**Task objective**:
Report every row below that contains the string "dark", copying each such row in full; case counts.

**Available records**:
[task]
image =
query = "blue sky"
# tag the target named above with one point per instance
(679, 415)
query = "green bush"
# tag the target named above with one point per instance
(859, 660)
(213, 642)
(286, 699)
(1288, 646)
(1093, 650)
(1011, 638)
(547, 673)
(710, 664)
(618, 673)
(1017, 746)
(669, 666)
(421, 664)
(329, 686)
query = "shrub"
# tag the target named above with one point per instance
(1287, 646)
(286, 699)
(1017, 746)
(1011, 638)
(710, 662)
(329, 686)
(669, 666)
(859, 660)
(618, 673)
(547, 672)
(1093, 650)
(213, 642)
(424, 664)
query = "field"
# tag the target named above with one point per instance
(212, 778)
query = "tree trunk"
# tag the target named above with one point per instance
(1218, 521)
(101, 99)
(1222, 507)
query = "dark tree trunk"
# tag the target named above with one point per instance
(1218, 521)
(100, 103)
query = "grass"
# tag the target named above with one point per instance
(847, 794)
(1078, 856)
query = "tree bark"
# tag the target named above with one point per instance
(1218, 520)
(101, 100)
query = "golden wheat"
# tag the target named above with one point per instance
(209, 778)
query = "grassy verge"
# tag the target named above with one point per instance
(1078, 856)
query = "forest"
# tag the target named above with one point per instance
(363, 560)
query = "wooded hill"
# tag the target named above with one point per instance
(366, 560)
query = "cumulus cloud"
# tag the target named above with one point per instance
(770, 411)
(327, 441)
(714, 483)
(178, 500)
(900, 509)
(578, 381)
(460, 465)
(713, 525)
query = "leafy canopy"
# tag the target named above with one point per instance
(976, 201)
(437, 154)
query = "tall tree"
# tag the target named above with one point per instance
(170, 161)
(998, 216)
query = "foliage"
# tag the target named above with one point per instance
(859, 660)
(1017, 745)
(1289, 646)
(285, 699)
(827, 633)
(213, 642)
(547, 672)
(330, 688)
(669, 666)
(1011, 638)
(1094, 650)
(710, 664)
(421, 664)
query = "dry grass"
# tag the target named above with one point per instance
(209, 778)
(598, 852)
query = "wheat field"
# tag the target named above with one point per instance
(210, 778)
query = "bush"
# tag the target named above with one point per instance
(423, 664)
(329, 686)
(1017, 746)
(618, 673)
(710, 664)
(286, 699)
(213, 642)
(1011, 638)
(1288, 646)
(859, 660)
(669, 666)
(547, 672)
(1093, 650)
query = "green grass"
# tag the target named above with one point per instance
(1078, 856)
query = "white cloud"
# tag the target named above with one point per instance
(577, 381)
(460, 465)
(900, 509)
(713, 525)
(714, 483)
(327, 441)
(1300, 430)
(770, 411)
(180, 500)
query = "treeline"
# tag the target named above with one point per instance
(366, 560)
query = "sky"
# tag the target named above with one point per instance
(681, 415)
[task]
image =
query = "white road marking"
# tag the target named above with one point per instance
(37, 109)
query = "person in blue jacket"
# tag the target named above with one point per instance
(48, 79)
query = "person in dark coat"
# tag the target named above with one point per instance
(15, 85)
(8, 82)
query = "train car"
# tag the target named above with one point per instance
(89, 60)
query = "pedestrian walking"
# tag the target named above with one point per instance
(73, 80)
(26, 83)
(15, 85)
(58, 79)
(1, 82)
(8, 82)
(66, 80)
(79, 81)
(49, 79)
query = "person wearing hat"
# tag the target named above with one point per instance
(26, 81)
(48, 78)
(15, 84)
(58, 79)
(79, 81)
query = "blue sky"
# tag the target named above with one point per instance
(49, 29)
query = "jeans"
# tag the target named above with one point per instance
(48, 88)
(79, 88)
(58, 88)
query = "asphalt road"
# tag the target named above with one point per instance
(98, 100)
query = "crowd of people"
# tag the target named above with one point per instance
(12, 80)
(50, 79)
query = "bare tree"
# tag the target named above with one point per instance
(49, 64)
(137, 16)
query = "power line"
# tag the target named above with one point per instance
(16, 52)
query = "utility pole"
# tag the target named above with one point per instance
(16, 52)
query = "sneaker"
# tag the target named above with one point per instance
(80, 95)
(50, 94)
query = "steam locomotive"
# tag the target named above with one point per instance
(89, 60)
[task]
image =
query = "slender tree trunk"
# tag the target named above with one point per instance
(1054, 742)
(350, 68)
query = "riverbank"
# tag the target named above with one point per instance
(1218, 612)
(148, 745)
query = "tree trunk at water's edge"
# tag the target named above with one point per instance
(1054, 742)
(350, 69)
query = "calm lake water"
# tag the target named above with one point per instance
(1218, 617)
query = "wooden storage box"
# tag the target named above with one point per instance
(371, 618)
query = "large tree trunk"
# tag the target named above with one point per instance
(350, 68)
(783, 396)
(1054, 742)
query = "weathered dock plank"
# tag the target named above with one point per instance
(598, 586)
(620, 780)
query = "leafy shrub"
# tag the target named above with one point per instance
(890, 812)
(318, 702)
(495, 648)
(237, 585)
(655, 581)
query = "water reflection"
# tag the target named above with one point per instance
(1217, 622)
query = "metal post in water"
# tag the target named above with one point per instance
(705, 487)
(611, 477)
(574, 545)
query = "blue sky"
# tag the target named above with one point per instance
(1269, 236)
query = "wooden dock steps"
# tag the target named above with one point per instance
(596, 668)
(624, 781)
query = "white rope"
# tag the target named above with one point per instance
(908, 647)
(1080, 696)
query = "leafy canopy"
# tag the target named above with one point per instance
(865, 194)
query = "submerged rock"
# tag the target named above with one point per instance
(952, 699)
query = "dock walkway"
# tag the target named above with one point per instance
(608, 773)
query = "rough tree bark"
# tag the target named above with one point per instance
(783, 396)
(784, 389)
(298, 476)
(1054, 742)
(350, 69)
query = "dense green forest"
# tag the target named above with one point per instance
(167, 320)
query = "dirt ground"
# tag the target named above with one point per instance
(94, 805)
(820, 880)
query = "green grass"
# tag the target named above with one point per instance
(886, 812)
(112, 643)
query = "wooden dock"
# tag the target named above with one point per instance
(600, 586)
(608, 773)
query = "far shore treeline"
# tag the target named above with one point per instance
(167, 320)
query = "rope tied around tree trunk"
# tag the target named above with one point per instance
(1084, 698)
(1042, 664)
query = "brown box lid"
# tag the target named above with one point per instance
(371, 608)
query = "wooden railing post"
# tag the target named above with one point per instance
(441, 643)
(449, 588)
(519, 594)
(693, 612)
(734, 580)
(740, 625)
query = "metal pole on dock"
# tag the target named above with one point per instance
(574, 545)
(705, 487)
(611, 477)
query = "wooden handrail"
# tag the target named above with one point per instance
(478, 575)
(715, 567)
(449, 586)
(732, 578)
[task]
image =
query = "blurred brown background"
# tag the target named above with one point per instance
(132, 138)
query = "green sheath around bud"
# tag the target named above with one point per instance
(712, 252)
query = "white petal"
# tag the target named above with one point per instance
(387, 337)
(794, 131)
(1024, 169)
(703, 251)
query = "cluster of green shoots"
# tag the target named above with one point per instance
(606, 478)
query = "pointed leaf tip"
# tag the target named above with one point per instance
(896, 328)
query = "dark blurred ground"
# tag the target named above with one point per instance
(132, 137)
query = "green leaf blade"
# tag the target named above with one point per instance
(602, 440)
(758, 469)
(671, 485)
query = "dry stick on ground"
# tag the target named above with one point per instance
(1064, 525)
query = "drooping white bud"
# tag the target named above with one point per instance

**The response**:
query = "dark tree trunk"
query = "person in dark coat"
query = "dark blurred ground"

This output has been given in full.